= TASK REQUIREMENTS =
An exact copy of every entry is needed, with the images left out.

= MATERIAL TO PROCESS =
Segment Open
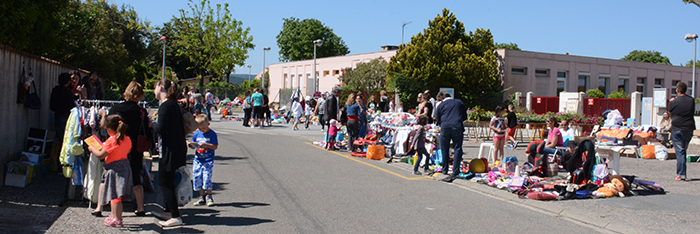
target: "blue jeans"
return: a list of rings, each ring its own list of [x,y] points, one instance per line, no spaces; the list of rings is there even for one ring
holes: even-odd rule
[[[454,144],[454,166],[452,176],[459,175],[459,167],[462,164],[462,141],[464,141],[463,128],[443,128],[440,131],[440,150],[442,150],[442,171],[447,174],[450,169],[450,141]]]
[[[211,108],[214,107],[214,104],[209,104],[207,103],[207,109],[205,110],[207,112],[207,118],[211,120]]]
[[[428,153],[428,150],[423,148],[417,148],[416,152],[418,153],[418,160],[416,160],[416,165],[413,166],[413,171],[416,172],[418,171],[418,168],[420,167],[420,161],[423,160],[423,156],[425,156],[425,169],[427,170],[430,165],[430,154]]]
[[[63,142],[63,134],[66,130],[66,123],[68,122],[68,117],[55,116],[53,117],[53,126],[56,131],[56,139],[58,139],[59,144]]]
[[[555,148],[547,148],[547,147],[544,147],[544,148],[542,149],[542,154],[555,155],[555,154],[557,154],[557,152],[558,152],[558,151],[557,151],[557,149],[555,149]],[[562,155],[562,154],[558,154],[558,155]]]
[[[202,106],[202,103],[195,103],[194,104],[194,110],[199,111],[200,114],[203,114],[204,112],[204,106]]]
[[[673,149],[676,150],[676,175],[686,176],[685,157],[690,139],[693,138],[693,131],[673,131]]]

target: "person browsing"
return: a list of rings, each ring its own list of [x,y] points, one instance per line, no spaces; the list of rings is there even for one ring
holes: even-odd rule
[[[192,134],[192,141],[188,142],[190,148],[195,149],[192,160],[192,188],[199,192],[199,200],[194,205],[214,206],[214,198],[211,192],[213,187],[212,176],[214,172],[215,151],[219,148],[219,138],[216,132],[209,128],[209,118],[200,114],[195,118],[199,127]]]

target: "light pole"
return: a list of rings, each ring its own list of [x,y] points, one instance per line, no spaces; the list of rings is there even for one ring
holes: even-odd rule
[[[406,25],[410,23],[412,23],[412,21],[408,21],[408,23],[403,23],[403,25],[401,25],[401,44],[403,44],[403,28],[405,28]]]
[[[323,45],[323,41],[321,39],[315,40],[314,41],[314,93],[316,93],[316,46],[321,46]],[[312,94],[313,95],[313,94]]]
[[[250,89],[250,71],[251,71],[250,67],[252,67],[252,66],[250,66],[250,64],[248,64],[248,89]]]
[[[262,88],[265,90],[265,52],[270,51],[270,47],[263,48],[263,71],[262,71]]]
[[[160,40],[163,42],[163,80],[162,82],[165,82],[165,42],[167,42],[167,38],[165,36],[161,36]]]
[[[695,61],[698,52],[698,34],[685,34],[685,41],[688,43],[695,41],[695,48],[693,48],[693,92],[691,96],[695,98]]]

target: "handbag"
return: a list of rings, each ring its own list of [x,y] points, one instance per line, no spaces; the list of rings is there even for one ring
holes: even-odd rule
[[[32,88],[34,89],[33,92]],[[39,98],[39,94],[36,92],[36,85],[34,84],[33,80],[32,85],[29,87],[29,89],[27,89],[24,106],[32,110],[38,110],[41,108],[41,98]]]
[[[146,115],[146,110],[141,108],[141,129],[139,129],[139,136],[136,138],[136,151],[146,152],[151,149],[151,140],[146,137],[145,127],[143,126],[144,116]]]
[[[182,127],[185,130],[185,135],[190,134],[199,128],[199,123],[194,119],[194,116],[189,111],[180,108],[182,111]]]

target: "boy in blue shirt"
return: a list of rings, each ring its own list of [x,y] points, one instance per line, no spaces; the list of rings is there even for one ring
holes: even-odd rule
[[[194,205],[213,206],[211,177],[214,168],[214,150],[219,148],[219,140],[214,130],[209,128],[209,118],[206,115],[197,115],[195,120],[199,123],[199,129],[192,135],[192,141],[187,143],[190,148],[196,149],[192,160],[192,187],[194,191],[199,191],[200,198]]]

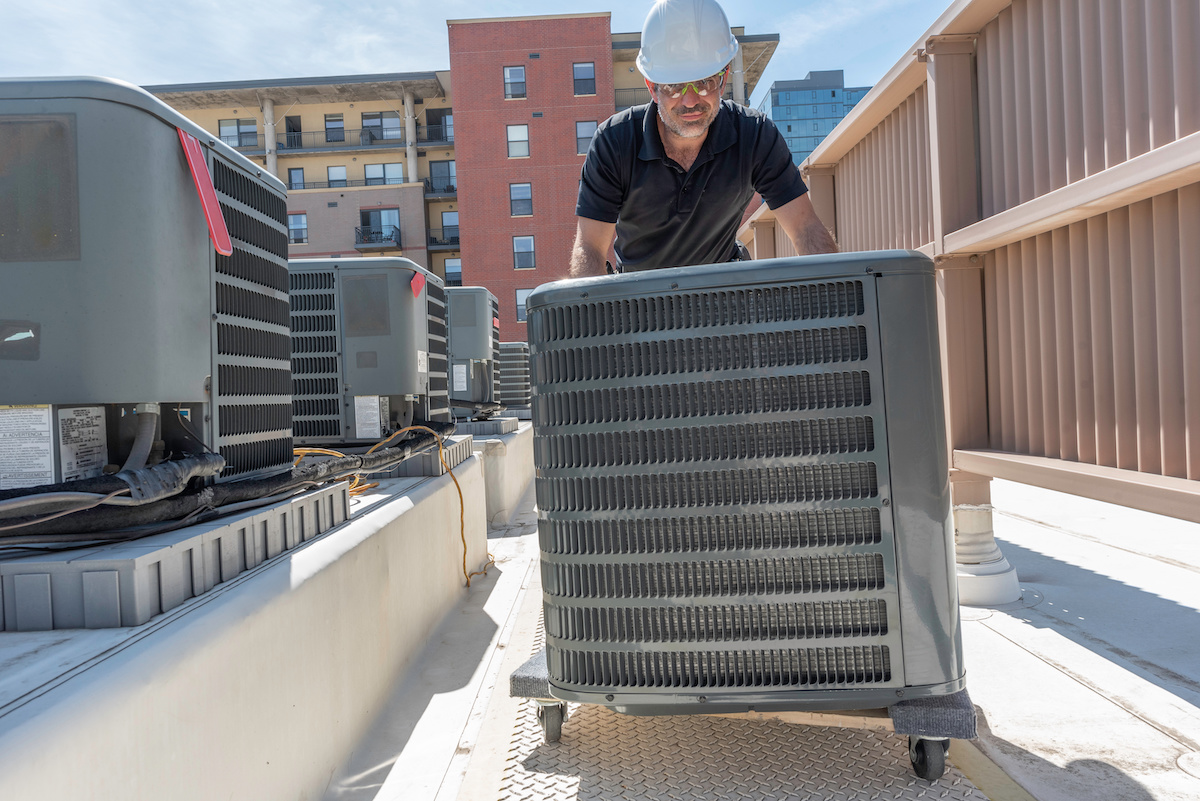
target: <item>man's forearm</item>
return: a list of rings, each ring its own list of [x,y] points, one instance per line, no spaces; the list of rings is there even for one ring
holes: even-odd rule
[[[595,248],[590,248],[582,242],[576,242],[571,251],[571,278],[585,278],[589,275],[604,275],[604,255]]]
[[[829,229],[825,227],[820,220],[814,219],[800,229],[799,235],[796,237],[799,242],[792,242],[796,252],[801,256],[813,256],[818,253],[837,253],[837,242],[833,241],[833,235],[829,233]]]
Segment Closed
= RESPONSE BELOW =
target: "blue jeans"
return: a list of rings, each ring its own list of [x,y] points, one instance per line, no spaces; the list of rings is there even for one ring
holes: even-odd rule
[[[454,144],[454,166],[452,176],[459,175],[459,167],[462,164],[462,141],[464,141],[463,128],[443,128],[440,131],[440,150],[442,150],[442,171],[447,174],[450,169],[450,141]]]
[[[211,108],[214,107],[214,104],[209,104],[207,103],[207,109],[205,110],[207,112],[207,118],[211,120]]]
[[[428,153],[428,150],[423,148],[417,148],[416,152],[418,153],[418,160],[416,160],[416,165],[413,166],[413,171],[416,172],[418,171],[418,168],[420,167],[420,161],[423,160],[423,156],[425,156],[425,169],[427,170],[430,165],[430,154]]]
[[[63,142],[63,134],[66,130],[66,123],[68,122],[68,117],[55,116],[53,117],[53,126],[56,131],[56,139],[58,139],[59,144]]]
[[[555,148],[547,148],[547,147],[544,147],[544,148],[542,149],[542,154],[555,155],[555,154],[557,154],[557,152],[558,152],[558,151],[557,151],[557,149],[555,149]],[[562,155],[562,154],[558,154],[558,155]]]
[[[202,106],[202,103],[195,103],[194,104],[194,110],[199,111],[200,114],[203,114],[204,112],[204,106]]]
[[[673,149],[676,150],[676,175],[686,176],[685,157],[690,139],[693,138],[693,131],[673,131]]]

target: "person browsing"
return: a list of rings, each ring its own list of [x,y] points, one instance per line, no spaces; the list of rings is there even for one ring
holes: even-odd rule
[[[192,134],[192,141],[188,142],[190,148],[195,149],[192,160],[192,188],[199,192],[199,200],[194,205],[214,206],[214,198],[211,192],[213,187],[212,176],[214,172],[215,151],[219,148],[219,138],[216,132],[209,128],[209,118],[200,114],[195,118],[199,127]]]

target: "light pole"
return: a list of rings, each ring its own list of [x,y] points, one instance per line, no spaces; the list of rings is there even for one ring
holes: even-odd rule
[[[406,25],[410,23],[412,23],[412,21],[408,21],[408,23],[403,23],[403,25],[401,25],[401,44],[403,44],[403,28],[405,28]]]
[[[323,45],[323,41],[321,39],[315,40],[314,41],[314,93],[316,93],[316,46],[321,46]],[[312,94],[313,95],[313,94]]]
[[[250,89],[250,71],[251,71],[250,67],[252,67],[252,66],[250,66],[250,64],[248,64],[248,89]]]
[[[262,88],[265,90],[265,52],[270,51],[270,47],[263,48],[263,71],[262,71]]]
[[[160,40],[163,42],[163,80],[162,82],[165,82],[165,42],[167,42],[167,38],[165,36],[161,36]]]
[[[695,61],[698,52],[698,34],[685,34],[685,41],[688,43],[695,41],[695,48],[693,48],[693,92],[691,96],[695,98]]]

target: "handbag"
return: a list of rings, each ring its own list of [x,y] points, one instance per line, no spaces; the list of rings is there even for one ring
holes: even-odd rule
[[[32,88],[34,89],[33,92]],[[39,98],[39,94],[36,92],[36,85],[34,84],[33,80],[32,85],[29,87],[29,89],[27,89],[24,106],[32,110],[38,110],[41,108],[41,98]]]
[[[146,115],[146,110],[141,108],[141,129],[139,129],[139,136],[136,138],[136,151],[146,152],[151,149],[151,140],[146,137],[145,127],[143,126],[144,116]]]
[[[182,127],[185,130],[185,135],[190,134],[199,128],[199,123],[194,119],[194,116],[189,111],[180,108],[182,111]]]

target: "boy in blue shirt"
return: a list of rings, each ring its own list of [x,y] points, one instance per line, no spaces; the list of rings is there even for one ring
holes: even-odd rule
[[[194,205],[213,206],[211,177],[214,168],[214,150],[219,148],[219,140],[214,130],[209,128],[209,118],[206,115],[197,115],[195,120],[199,123],[199,129],[192,135],[192,141],[187,143],[190,148],[196,149],[192,160],[192,187],[194,191],[199,191],[200,198]]]

target: <item>man's forearm</item>
return: a list of rings, each ring its own list of [x,y] points, one instance per line, no spaces; the list of rings is there even for one ring
holes: even-odd rule
[[[595,248],[590,248],[582,242],[576,242],[571,251],[571,278],[585,278],[589,275],[604,275],[604,255]]]
[[[829,229],[825,227],[820,220],[814,219],[800,229],[799,235],[796,237],[799,242],[792,242],[796,252],[801,256],[813,256],[818,253],[837,253],[837,242],[833,241],[833,235],[829,233]]]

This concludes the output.